**THE TASK:**
Print every line below word for word, but leave out the picture.
----------
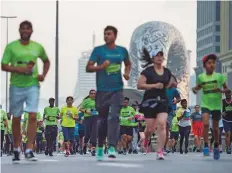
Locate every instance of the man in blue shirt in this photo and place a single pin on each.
(173, 98)
(109, 98)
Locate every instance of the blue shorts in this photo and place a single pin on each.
(227, 126)
(19, 96)
(68, 133)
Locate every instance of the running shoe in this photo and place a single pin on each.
(16, 157)
(66, 154)
(216, 153)
(206, 151)
(160, 155)
(112, 153)
(30, 156)
(93, 152)
(46, 152)
(181, 151)
(100, 153)
(228, 151)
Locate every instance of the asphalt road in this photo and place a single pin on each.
(173, 163)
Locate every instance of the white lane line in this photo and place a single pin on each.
(122, 165)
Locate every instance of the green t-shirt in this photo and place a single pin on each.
(88, 104)
(9, 128)
(17, 54)
(61, 136)
(3, 118)
(68, 114)
(26, 115)
(125, 113)
(175, 126)
(50, 114)
(211, 99)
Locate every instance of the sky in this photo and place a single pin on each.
(77, 23)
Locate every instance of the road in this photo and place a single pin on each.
(190, 163)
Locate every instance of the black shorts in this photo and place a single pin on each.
(126, 130)
(153, 112)
(81, 133)
(216, 114)
(174, 135)
(141, 128)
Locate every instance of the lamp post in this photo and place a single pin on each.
(7, 31)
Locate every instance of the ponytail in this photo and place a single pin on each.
(146, 58)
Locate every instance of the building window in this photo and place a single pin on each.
(217, 38)
(218, 49)
(217, 11)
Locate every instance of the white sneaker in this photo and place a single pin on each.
(160, 155)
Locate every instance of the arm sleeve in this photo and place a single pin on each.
(43, 55)
(7, 55)
(223, 79)
(94, 55)
(198, 80)
(176, 94)
(126, 55)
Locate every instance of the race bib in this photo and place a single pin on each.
(52, 119)
(113, 69)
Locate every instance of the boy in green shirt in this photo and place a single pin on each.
(211, 84)
(20, 59)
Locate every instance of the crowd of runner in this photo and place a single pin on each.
(106, 121)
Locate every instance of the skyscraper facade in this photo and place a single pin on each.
(208, 33)
(161, 36)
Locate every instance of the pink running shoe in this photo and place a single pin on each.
(160, 155)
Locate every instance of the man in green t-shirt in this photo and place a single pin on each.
(20, 59)
(127, 124)
(3, 125)
(211, 84)
(51, 114)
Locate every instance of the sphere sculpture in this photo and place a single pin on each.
(161, 36)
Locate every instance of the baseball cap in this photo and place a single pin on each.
(157, 52)
(208, 57)
(51, 99)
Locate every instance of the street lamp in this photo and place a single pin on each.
(7, 18)
(57, 56)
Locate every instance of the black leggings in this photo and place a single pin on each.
(2, 139)
(184, 134)
(90, 124)
(220, 136)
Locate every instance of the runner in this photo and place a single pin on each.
(174, 136)
(154, 80)
(183, 116)
(51, 113)
(227, 119)
(81, 132)
(197, 127)
(173, 98)
(3, 126)
(88, 107)
(127, 114)
(109, 98)
(68, 114)
(211, 102)
(20, 58)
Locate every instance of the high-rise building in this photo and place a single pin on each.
(208, 33)
(226, 40)
(85, 81)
----------
**COMPLETE RESPONSE:**
Locate every instance of the man in blue shirt in this photo and place a single pin on each.
(173, 98)
(109, 98)
Locate every instance of the blue shorts in this photo and place a single pin on each.
(227, 126)
(19, 96)
(68, 133)
Locate every instance of the running shoe in this photo and place a single pin on each.
(16, 157)
(66, 154)
(216, 153)
(206, 151)
(160, 155)
(112, 153)
(30, 156)
(93, 152)
(46, 152)
(181, 151)
(100, 153)
(228, 151)
Locate every instance of the asphalt road in this photo and place a single pin on each.
(173, 163)
Locate every instance of the white lane line in this photo and place a single pin on each.
(122, 165)
Locate every instance of the green t-shirt in this photo and place a single pin on each.
(88, 104)
(9, 128)
(17, 54)
(61, 136)
(3, 118)
(68, 114)
(26, 115)
(125, 113)
(175, 126)
(50, 114)
(211, 99)
Locate every instance of the sky in this photo and place a single pin on each.
(77, 23)
Locate every instance of the road in this photo and place a single pin on each.
(190, 163)
Locate every instance of the black shorts in this photo and place a single pin on each.
(126, 130)
(153, 112)
(81, 133)
(216, 114)
(174, 135)
(141, 128)
Locate every instance of the lamp post in this photo and place a single pin on each.
(7, 31)
Locate every instance of the ponytail in this photo and place a single pin on each.
(146, 58)
Locate every instance of the building window in this photo and place a single pin on each.
(217, 38)
(218, 49)
(217, 11)
Locate every instance of the white sneaker in this photo and place a single pin on each.
(160, 155)
Locate every instance of the arm sleeve in this photo and place a single pin on each.
(43, 55)
(7, 55)
(223, 79)
(94, 55)
(198, 80)
(176, 94)
(126, 55)
Locate every instance of the race bib in this photo and place a single pin on each.
(52, 119)
(113, 69)
Locate every instance of the boy in green shirt in this photo and place a single pin on each.
(211, 84)
(20, 59)
Locate every instance of the crowd of runner in this photo and place a single pin on each.
(106, 121)
Locate every instance of the skyscraper facade in this photo and place a single pin on each.
(208, 33)
(161, 36)
Locate every instance of the pink running shoe in this photo and place a single pin on each.
(160, 155)
Locate every instance of the man in green t-shirt in this photo and place a single pin on each.
(20, 59)
(127, 124)
(3, 125)
(211, 84)
(51, 114)
Locate every instance of the sphere sculpture in this photo and place a single pin on each.
(161, 36)
Locate every instance of the baseball cap in this photo and place a single pin on each.
(157, 52)
(208, 57)
(51, 99)
Locate every instance of the street lamp in this photo and place a single pin on each.
(7, 18)
(57, 56)
Locate every instance of the black leggings in this photo and place a single pin on each.
(2, 139)
(184, 134)
(90, 124)
(220, 136)
Locate every instance of the runner in this photo and place a single pin on each.
(174, 136)
(154, 80)
(183, 116)
(51, 113)
(227, 119)
(81, 132)
(197, 127)
(173, 98)
(3, 126)
(88, 107)
(127, 114)
(109, 98)
(68, 114)
(211, 102)
(20, 58)
Locate every instance of the high-rise building in this photo and place a single pin on each.
(208, 33)
(226, 40)
(85, 81)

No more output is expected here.